Steven Johnson, ’18 PhD, postdoctoral fellow in the Zhao laboratory, was lead author of the study.

Chemotherapy works by targeting and killing actively dividing cells. While this fights cancer, casting such a wide therapeutic net damages healthy cells as well, resulting in potentially harmful side effects in patients.

While there are a range of clinical tools to measure cancer’s response to chemotherapy, tools that assess patient toxicity are limited, according to Zhao.

“While tumor kill is the main therapeutic goal in anticancer treatment, toxicity is equally important because it tends to dictate the patients’ tolerance ceiling for treatment,” Zhao said. “Current tools rely on patient symptoms and subsequent blood or serum tests, which can lag behind actual tissue damage. Instead, an imaging based method could be a quicker and more accurate way to ascertain patient toxicity.”

In the current study, scientists mapped tissue damage in rodent models using a novel whole-body imaging technique developed in collaboration with the Chemistry of Life Processes Institute’s Center for Advanced Molecular Imaging (CAMI). The technique detected a lipid molecule that is not accessible in normal cells, but becomes visible in dead and dying cells.

The lipid molecule, called phosphatidylethanolamine (PE), usually resides inside the cell. However, when a cell dies, it deactivates enzymes that maintain the asymmetrical structure of the cell membrane, redistributing PE to the cell surface.

“This provides a molecular marker for detecting cell death,” Zhao said.

The scientists compared the results of blood and serum tests to the imaging results, finding the signal changes in the scans correlated with the results of the conventional tests — with the scan providing earlier, broader and more dynamic information, according to Zhao.

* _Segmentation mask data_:
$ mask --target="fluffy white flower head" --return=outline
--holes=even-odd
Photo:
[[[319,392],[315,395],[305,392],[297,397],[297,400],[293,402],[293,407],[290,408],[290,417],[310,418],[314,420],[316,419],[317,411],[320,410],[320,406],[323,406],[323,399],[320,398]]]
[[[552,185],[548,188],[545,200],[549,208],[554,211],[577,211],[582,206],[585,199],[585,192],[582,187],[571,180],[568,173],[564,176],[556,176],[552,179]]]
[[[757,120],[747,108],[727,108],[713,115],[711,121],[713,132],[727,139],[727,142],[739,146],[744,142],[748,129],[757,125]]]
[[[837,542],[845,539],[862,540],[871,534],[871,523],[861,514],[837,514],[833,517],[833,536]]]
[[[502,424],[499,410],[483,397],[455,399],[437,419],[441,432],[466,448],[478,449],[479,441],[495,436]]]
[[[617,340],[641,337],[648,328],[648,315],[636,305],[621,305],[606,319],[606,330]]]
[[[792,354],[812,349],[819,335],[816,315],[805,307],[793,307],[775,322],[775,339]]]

* _EXERCISE_: Output the entire text about imaging chemotherapy toxicity word for word. The data plays no part in the work on the text.

* _RESULT OF THE EXERCISE_:
Steven Johnson, ’18 PhD, postdoctoral fellow in the Zhao laboratory, was lead author of the study.

Chemotherapy works by targeting and killing actively dividing cells. While this fights cancer, casting such a wide therapeutic net damages healthy cells as well, resulting in potentially harmful side effects in patients.

While there are a range of clinical tools to measure cancer’s response to chemotherapy, tools that assess patient toxicity are limited, according to Zhao.

“While tumor kill is the main therapeutic goal in anticancer treatment, toxicity is equally important because it tends to dictate the patients’ tolerance ceiling for treatment,” Zhao said. “Current tools rely on patient symptoms and subsequent blood or serum tests, which can lag behind actual tissue damage. Instead, an imaging based method could be a quicker and more accurate way to ascertain patient toxicity.”

In the current study, scientists mapped tissue damage in rodent models using a novel whole-body imaging technique developed in collaboration with the Chemistry of Life Processes Institute’s Center for Advanced Molecular Imaging (CAMI). The technique detected a lipid molecule that is not accessible in normal cells, but becomes visible in dead and dying cells.

The lipid molecule, called phosphatidylethanolamine (PE), usually resides inside the cell. However, when a cell dies, it deactivates enzymes that maintain the asymmetrical structure of the cell membrane, redistributing PE to the cell surface.

“This provides a molecular marker for detecting cell death,” Zhao said.

The scientists compared the results of blood and serum tests to the imaging results, finding the signal changes in the scans correlated with the results of the conventional tests — with the scan providing earlier, broader and more dynamic information, according to Zhao.